# [Problem requirements]
Line count for "region": say how many lines of the data contain it, with no other text.

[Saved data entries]

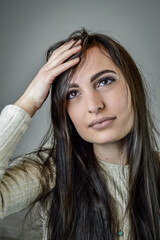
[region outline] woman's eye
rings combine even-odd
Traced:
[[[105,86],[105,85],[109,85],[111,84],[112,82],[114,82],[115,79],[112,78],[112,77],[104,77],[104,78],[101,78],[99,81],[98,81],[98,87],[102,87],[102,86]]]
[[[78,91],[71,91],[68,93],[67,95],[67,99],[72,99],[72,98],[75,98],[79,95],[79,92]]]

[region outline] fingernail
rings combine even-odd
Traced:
--
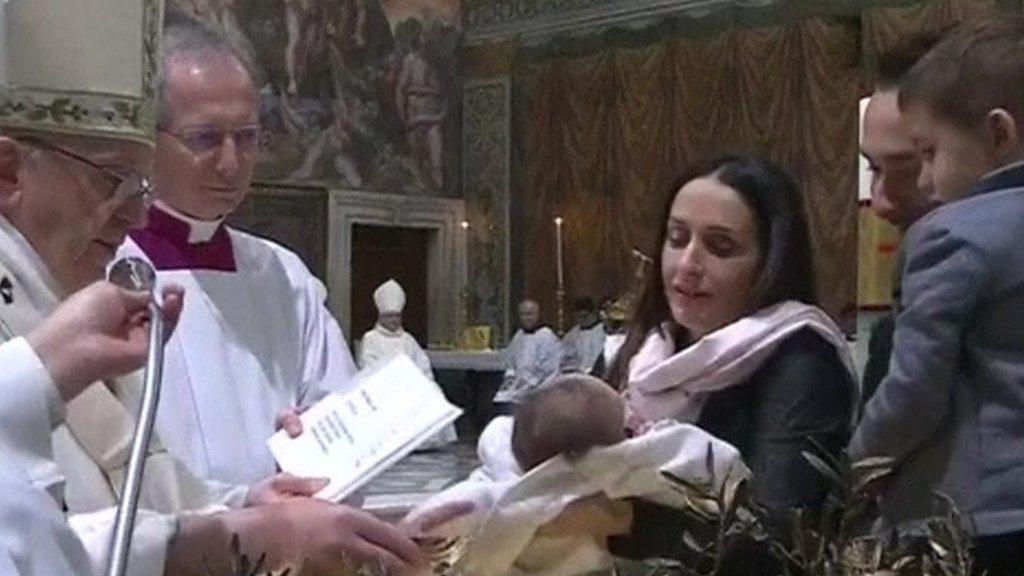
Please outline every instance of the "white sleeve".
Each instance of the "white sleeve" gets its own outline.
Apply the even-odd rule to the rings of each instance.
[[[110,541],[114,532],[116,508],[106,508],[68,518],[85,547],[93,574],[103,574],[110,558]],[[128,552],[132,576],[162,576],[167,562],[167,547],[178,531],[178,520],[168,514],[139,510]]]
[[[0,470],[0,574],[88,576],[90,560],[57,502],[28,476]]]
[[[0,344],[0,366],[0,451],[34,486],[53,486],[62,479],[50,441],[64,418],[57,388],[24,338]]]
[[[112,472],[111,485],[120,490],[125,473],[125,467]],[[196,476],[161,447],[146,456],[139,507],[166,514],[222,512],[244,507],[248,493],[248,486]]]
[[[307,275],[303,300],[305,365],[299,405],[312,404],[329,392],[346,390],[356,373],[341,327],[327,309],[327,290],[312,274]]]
==
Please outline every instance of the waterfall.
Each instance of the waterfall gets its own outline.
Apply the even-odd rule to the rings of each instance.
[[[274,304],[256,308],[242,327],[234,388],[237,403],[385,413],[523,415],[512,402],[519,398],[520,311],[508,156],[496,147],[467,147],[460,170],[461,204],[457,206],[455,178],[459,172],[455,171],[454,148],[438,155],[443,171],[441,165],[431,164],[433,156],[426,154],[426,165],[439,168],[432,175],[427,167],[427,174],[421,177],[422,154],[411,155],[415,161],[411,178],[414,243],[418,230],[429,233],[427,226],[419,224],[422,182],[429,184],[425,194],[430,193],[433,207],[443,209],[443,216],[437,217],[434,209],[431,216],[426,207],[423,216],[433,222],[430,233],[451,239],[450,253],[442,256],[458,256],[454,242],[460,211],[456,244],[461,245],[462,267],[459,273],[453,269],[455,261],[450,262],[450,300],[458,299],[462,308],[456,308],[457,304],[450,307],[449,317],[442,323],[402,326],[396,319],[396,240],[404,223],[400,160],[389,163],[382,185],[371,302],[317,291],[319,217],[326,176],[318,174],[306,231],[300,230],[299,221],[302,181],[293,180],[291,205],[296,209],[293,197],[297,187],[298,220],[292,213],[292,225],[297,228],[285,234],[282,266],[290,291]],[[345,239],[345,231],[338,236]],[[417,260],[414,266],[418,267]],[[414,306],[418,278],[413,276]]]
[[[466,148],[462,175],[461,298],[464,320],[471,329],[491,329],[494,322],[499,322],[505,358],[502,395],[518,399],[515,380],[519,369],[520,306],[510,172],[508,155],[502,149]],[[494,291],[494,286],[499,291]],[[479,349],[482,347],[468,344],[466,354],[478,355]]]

# [Response]
2